■ WHAT TO PRODUCE ■
Reproduce the material below verbatim, beginning at its start and continuing through the line that contains "column 1084, row 710", with that line included. Omit the pictures from your answer.

■ EXERCISE INPUT ■

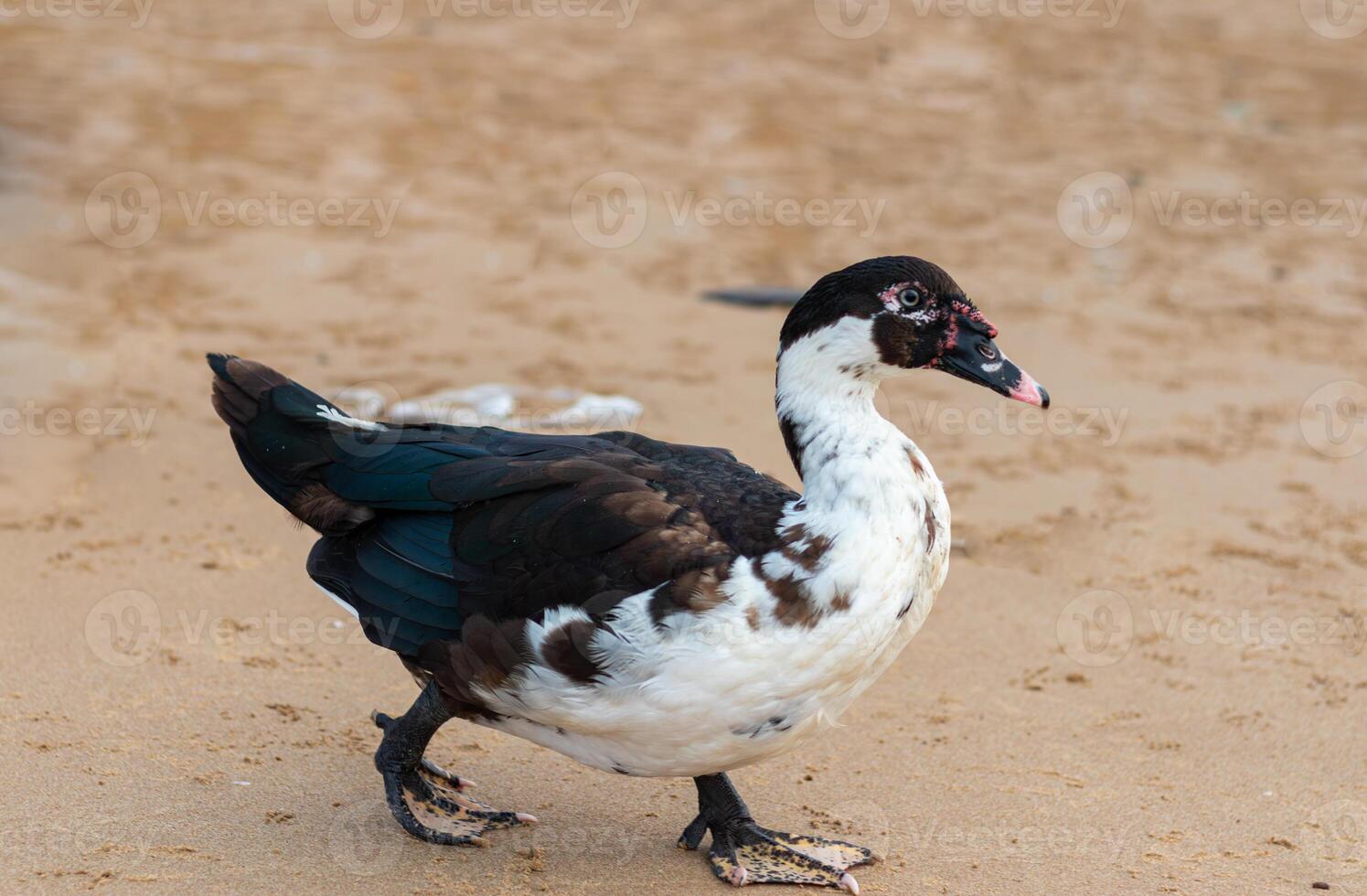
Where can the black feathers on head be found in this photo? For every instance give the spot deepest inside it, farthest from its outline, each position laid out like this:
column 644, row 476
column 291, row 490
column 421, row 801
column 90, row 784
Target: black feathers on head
column 853, row 293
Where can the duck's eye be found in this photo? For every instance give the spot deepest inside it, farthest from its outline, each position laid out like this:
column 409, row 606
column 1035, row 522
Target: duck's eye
column 909, row 298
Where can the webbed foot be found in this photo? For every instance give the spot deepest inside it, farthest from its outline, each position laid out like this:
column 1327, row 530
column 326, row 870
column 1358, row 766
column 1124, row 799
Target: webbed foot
column 427, row 801
column 744, row 852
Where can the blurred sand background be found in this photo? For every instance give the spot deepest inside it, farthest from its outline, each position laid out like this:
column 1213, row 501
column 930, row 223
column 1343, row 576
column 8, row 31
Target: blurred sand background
column 1084, row 710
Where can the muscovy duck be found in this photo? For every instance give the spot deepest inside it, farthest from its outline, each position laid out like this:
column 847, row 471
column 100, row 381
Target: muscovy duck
column 643, row 607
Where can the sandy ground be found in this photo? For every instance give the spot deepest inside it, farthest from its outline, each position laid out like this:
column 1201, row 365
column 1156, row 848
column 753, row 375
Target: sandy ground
column 1146, row 672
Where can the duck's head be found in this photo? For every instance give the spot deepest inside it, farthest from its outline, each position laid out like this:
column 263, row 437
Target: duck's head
column 898, row 313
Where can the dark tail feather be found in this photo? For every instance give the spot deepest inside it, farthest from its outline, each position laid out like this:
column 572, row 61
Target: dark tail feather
column 281, row 442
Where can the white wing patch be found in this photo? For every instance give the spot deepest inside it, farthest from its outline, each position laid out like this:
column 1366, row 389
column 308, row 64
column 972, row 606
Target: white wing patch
column 338, row 417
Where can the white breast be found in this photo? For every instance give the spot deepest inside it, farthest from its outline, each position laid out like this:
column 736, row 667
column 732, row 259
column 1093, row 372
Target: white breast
column 732, row 686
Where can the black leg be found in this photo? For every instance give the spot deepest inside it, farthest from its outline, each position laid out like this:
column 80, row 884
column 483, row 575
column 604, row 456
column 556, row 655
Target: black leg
column 424, row 798
column 744, row 852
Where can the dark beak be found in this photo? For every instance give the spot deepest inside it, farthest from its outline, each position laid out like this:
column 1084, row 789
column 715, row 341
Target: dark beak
column 977, row 358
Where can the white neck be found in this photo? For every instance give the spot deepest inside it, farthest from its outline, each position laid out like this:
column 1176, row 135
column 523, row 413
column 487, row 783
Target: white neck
column 826, row 389
column 869, row 491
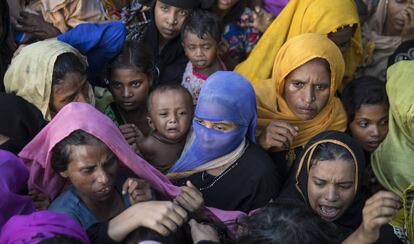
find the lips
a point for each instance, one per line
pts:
(168, 32)
(328, 212)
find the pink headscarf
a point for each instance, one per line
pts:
(13, 177)
(81, 116)
(40, 226)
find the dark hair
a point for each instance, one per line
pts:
(67, 63)
(331, 151)
(286, 223)
(364, 90)
(168, 87)
(133, 55)
(61, 151)
(61, 239)
(203, 23)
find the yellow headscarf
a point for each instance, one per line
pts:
(392, 162)
(30, 72)
(269, 93)
(298, 17)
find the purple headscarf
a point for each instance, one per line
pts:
(274, 6)
(13, 177)
(225, 96)
(40, 226)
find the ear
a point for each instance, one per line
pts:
(64, 174)
(150, 122)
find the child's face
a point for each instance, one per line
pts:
(201, 52)
(169, 19)
(226, 4)
(171, 113)
(370, 125)
(129, 88)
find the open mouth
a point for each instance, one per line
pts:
(328, 212)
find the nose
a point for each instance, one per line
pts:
(173, 119)
(374, 131)
(171, 19)
(126, 92)
(199, 52)
(309, 95)
(331, 194)
(102, 177)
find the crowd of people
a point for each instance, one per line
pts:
(206, 121)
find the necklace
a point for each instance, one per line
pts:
(217, 178)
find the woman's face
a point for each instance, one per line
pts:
(331, 187)
(226, 5)
(307, 89)
(169, 19)
(130, 88)
(396, 16)
(92, 171)
(370, 125)
(72, 88)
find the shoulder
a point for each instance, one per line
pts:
(70, 204)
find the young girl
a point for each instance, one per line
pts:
(201, 36)
(366, 104)
(129, 77)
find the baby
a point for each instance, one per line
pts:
(170, 109)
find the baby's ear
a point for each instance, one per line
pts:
(150, 122)
(64, 174)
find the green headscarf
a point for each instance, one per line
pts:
(393, 161)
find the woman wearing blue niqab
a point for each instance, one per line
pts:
(222, 156)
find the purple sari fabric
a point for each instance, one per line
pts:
(40, 226)
(13, 177)
(81, 116)
(274, 6)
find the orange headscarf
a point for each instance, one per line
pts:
(269, 93)
(299, 17)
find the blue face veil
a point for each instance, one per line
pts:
(224, 97)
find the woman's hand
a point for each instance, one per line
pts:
(40, 201)
(278, 135)
(200, 232)
(190, 198)
(35, 27)
(131, 134)
(138, 190)
(378, 210)
(408, 29)
(161, 216)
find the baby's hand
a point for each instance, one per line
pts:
(40, 201)
(138, 190)
(190, 198)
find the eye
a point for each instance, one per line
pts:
(116, 85)
(298, 84)
(183, 12)
(346, 185)
(87, 171)
(136, 83)
(384, 122)
(321, 87)
(318, 182)
(164, 8)
(363, 124)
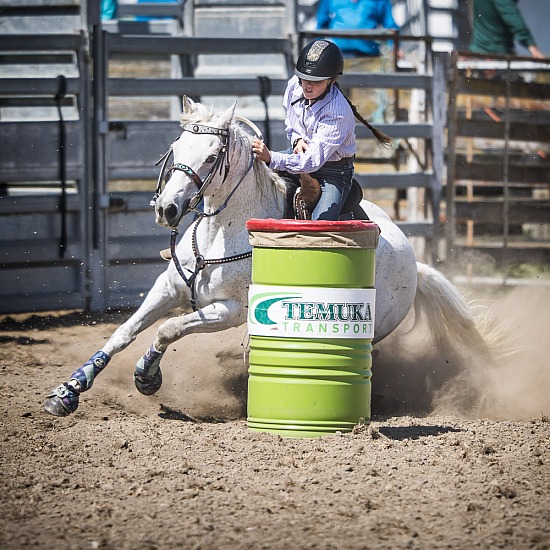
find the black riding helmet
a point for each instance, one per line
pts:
(320, 60)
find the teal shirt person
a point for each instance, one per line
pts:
(498, 25)
(352, 15)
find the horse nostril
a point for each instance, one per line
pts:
(171, 212)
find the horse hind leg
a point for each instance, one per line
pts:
(65, 398)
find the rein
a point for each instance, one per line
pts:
(200, 261)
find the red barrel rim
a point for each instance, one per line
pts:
(270, 224)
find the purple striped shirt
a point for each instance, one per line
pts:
(327, 126)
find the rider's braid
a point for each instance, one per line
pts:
(383, 138)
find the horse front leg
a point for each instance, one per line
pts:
(214, 317)
(161, 298)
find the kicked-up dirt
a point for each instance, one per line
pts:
(457, 454)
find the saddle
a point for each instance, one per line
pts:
(303, 193)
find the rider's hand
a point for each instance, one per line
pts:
(300, 146)
(261, 151)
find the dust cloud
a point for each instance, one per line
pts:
(510, 380)
(205, 375)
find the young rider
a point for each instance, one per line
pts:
(320, 124)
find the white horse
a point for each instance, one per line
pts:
(210, 269)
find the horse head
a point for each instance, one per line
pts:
(200, 162)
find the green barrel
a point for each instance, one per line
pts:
(311, 324)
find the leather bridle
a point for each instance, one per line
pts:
(221, 160)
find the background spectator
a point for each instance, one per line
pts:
(498, 25)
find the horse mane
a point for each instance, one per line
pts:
(266, 179)
(199, 113)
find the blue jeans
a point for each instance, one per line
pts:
(335, 184)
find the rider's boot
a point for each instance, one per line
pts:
(64, 399)
(147, 376)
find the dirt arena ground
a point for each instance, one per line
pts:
(457, 455)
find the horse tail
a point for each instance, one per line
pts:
(449, 316)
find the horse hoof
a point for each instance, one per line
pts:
(63, 401)
(148, 386)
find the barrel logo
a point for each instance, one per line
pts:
(312, 312)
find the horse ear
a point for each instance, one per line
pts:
(227, 116)
(187, 105)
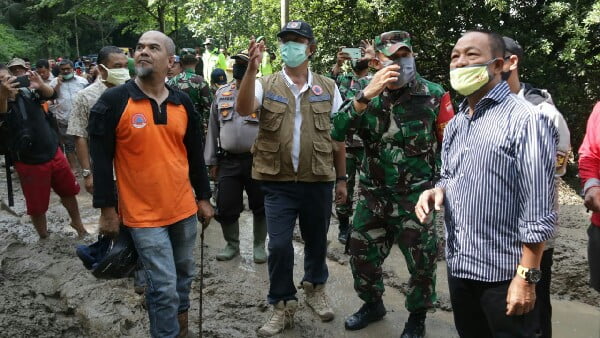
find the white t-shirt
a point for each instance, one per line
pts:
(66, 96)
(335, 107)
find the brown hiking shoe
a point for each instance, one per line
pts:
(317, 300)
(281, 318)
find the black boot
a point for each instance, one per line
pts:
(368, 313)
(344, 229)
(414, 326)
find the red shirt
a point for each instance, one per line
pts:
(589, 154)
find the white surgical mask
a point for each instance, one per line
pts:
(116, 76)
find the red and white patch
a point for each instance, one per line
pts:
(138, 121)
(317, 90)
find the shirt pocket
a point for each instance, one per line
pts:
(418, 137)
(272, 115)
(321, 114)
(322, 159)
(266, 157)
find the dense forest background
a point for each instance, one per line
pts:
(561, 38)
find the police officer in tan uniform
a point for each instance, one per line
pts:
(294, 158)
(227, 152)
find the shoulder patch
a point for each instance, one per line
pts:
(319, 98)
(275, 97)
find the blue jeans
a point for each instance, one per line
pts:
(167, 254)
(285, 202)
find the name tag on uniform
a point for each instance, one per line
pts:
(319, 98)
(275, 97)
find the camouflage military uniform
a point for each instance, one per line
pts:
(349, 86)
(398, 129)
(197, 88)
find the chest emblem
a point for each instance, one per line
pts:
(138, 121)
(317, 90)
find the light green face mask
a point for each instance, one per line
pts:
(467, 80)
(293, 53)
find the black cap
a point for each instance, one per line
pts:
(512, 48)
(297, 27)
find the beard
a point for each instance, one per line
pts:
(144, 72)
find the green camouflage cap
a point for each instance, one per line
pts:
(388, 43)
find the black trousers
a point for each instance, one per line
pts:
(235, 175)
(285, 202)
(480, 310)
(543, 307)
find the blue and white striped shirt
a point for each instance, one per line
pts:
(498, 176)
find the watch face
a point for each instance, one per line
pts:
(534, 275)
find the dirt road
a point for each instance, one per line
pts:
(46, 292)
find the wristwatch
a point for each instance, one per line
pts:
(531, 275)
(360, 97)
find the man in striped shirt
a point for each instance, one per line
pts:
(497, 187)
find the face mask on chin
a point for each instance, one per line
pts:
(408, 70)
(116, 76)
(293, 53)
(469, 79)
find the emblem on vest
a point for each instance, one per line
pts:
(138, 121)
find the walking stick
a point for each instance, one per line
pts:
(201, 272)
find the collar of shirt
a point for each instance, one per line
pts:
(292, 86)
(494, 96)
(137, 94)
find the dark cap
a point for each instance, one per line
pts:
(218, 76)
(297, 27)
(512, 48)
(388, 43)
(243, 55)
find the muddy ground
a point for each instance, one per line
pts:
(46, 291)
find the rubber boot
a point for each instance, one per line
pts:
(183, 329)
(260, 235)
(415, 326)
(344, 229)
(231, 233)
(281, 318)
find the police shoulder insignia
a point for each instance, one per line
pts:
(317, 90)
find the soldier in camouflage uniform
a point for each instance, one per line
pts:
(195, 86)
(400, 118)
(349, 86)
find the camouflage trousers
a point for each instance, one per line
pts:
(354, 158)
(381, 220)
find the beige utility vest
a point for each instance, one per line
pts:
(272, 149)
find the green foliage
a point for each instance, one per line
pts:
(12, 46)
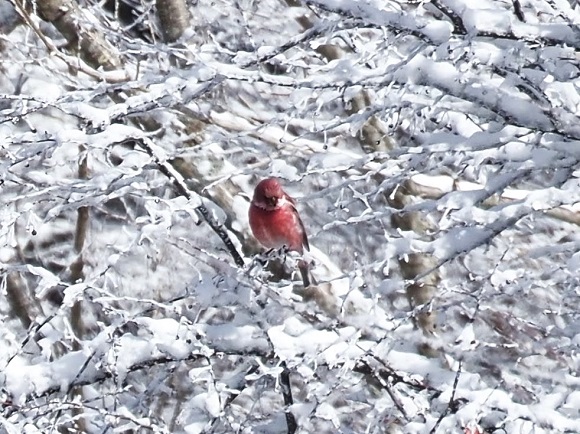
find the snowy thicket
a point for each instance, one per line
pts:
(432, 147)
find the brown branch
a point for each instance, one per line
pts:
(174, 18)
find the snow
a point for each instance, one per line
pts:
(433, 156)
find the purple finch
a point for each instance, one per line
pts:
(275, 222)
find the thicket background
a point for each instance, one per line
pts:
(433, 148)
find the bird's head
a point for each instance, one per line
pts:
(268, 194)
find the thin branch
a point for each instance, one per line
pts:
(179, 183)
(451, 403)
(288, 400)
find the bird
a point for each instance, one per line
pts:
(275, 222)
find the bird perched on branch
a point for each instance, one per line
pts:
(275, 222)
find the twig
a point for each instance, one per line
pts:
(181, 187)
(451, 399)
(288, 400)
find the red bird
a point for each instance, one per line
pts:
(275, 222)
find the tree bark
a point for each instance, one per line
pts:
(174, 18)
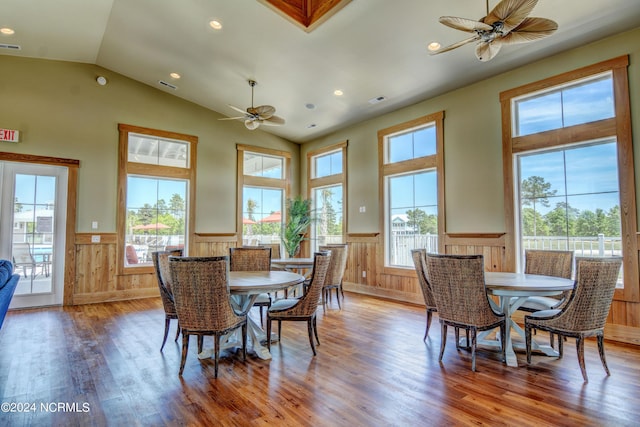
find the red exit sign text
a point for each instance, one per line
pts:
(9, 135)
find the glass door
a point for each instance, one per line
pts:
(32, 230)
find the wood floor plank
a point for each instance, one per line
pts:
(372, 369)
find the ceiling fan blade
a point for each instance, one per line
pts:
(239, 110)
(487, 51)
(262, 111)
(455, 45)
(530, 30)
(273, 121)
(464, 24)
(251, 124)
(511, 13)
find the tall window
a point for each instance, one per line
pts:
(263, 183)
(568, 160)
(156, 194)
(327, 178)
(412, 182)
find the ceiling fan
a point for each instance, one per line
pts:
(507, 23)
(255, 116)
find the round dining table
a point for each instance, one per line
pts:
(245, 286)
(512, 290)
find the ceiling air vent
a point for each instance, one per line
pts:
(169, 85)
(9, 46)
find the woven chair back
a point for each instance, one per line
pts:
(161, 265)
(549, 263)
(457, 282)
(589, 306)
(420, 264)
(250, 258)
(201, 293)
(339, 255)
(308, 302)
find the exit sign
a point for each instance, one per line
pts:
(9, 135)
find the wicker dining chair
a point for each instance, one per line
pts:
(303, 308)
(420, 264)
(201, 293)
(457, 282)
(161, 264)
(335, 274)
(547, 263)
(585, 314)
(253, 258)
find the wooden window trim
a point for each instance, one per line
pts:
(258, 181)
(435, 161)
(126, 168)
(336, 179)
(618, 127)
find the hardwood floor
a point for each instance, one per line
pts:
(372, 369)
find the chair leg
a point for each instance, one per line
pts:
(185, 348)
(315, 329)
(429, 316)
(473, 349)
(527, 340)
(244, 342)
(166, 331)
(603, 359)
(580, 350)
(443, 340)
(310, 330)
(216, 346)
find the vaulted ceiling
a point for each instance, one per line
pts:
(374, 51)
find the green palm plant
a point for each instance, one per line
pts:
(298, 221)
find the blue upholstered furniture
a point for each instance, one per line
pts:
(8, 283)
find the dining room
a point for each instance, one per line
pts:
(130, 168)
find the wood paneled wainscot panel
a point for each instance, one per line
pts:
(96, 279)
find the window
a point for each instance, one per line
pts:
(263, 184)
(327, 178)
(156, 195)
(568, 167)
(411, 179)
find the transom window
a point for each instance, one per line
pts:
(156, 195)
(263, 186)
(327, 180)
(569, 169)
(411, 179)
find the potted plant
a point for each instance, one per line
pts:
(297, 223)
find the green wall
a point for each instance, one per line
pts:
(473, 144)
(61, 111)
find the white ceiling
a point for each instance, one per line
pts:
(369, 48)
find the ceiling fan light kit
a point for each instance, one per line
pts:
(253, 117)
(508, 23)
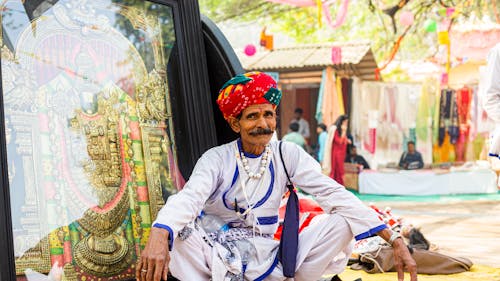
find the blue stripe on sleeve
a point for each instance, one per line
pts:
(267, 220)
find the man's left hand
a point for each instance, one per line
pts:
(403, 261)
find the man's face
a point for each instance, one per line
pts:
(256, 125)
(411, 147)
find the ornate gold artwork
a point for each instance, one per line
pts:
(91, 146)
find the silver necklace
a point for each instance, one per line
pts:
(262, 166)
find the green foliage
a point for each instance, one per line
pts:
(365, 20)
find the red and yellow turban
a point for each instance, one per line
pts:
(247, 89)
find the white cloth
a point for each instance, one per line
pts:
(303, 127)
(214, 186)
(492, 99)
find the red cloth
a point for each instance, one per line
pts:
(339, 148)
(308, 209)
(247, 89)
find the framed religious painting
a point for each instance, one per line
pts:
(101, 101)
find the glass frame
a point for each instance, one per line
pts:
(191, 110)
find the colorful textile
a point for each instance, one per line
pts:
(247, 89)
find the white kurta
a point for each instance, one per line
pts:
(215, 186)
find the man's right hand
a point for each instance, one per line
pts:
(154, 259)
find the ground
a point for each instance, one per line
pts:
(460, 228)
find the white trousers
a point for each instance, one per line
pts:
(324, 248)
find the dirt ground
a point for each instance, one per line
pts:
(468, 229)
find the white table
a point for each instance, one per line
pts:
(427, 182)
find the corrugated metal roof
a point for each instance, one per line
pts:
(357, 59)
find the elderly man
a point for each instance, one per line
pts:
(221, 225)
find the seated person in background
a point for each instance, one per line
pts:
(354, 158)
(411, 159)
(294, 136)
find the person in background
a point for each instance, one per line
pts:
(339, 149)
(492, 98)
(411, 159)
(322, 137)
(354, 158)
(294, 136)
(303, 124)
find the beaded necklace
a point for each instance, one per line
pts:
(262, 166)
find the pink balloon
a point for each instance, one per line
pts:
(406, 18)
(250, 50)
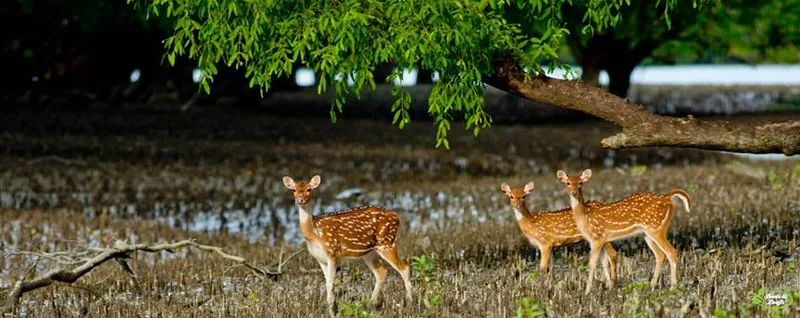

■ COMPLETED EXERCISE ■
Where can the black feathers on head be found in this photo? For every instance give the spot deepest inside it, farthest from its outline, each position laid out like this:
column 644, row 476
column 291, row 490
column 421, row 801
column 90, row 784
Target: black feathers on head
column 853, row 293
Where can the duck's eye be found in this photo? For every instance give the spot deepest inside it, farthest from its outline, each position laid out like this:
column 409, row 606
column 1035, row 522
Target: duck's eye
column 909, row 298
Where can the webbed foot be found in this photo? For every instance give the spot deepest inside it, farthest from its outline, each position laid out like this:
column 1327, row 530
column 326, row 870
column 1358, row 766
column 1124, row 799
Target: webbed foot
column 427, row 801
column 744, row 852
Where can the blurred sand background be found in this photo? For every instance give the spot deepest inside it, farthest from its outline, each position laid out like this:
column 1213, row 501
column 930, row 223
column 1343, row 576
column 8, row 31
Target: blurred sand background
column 1084, row 710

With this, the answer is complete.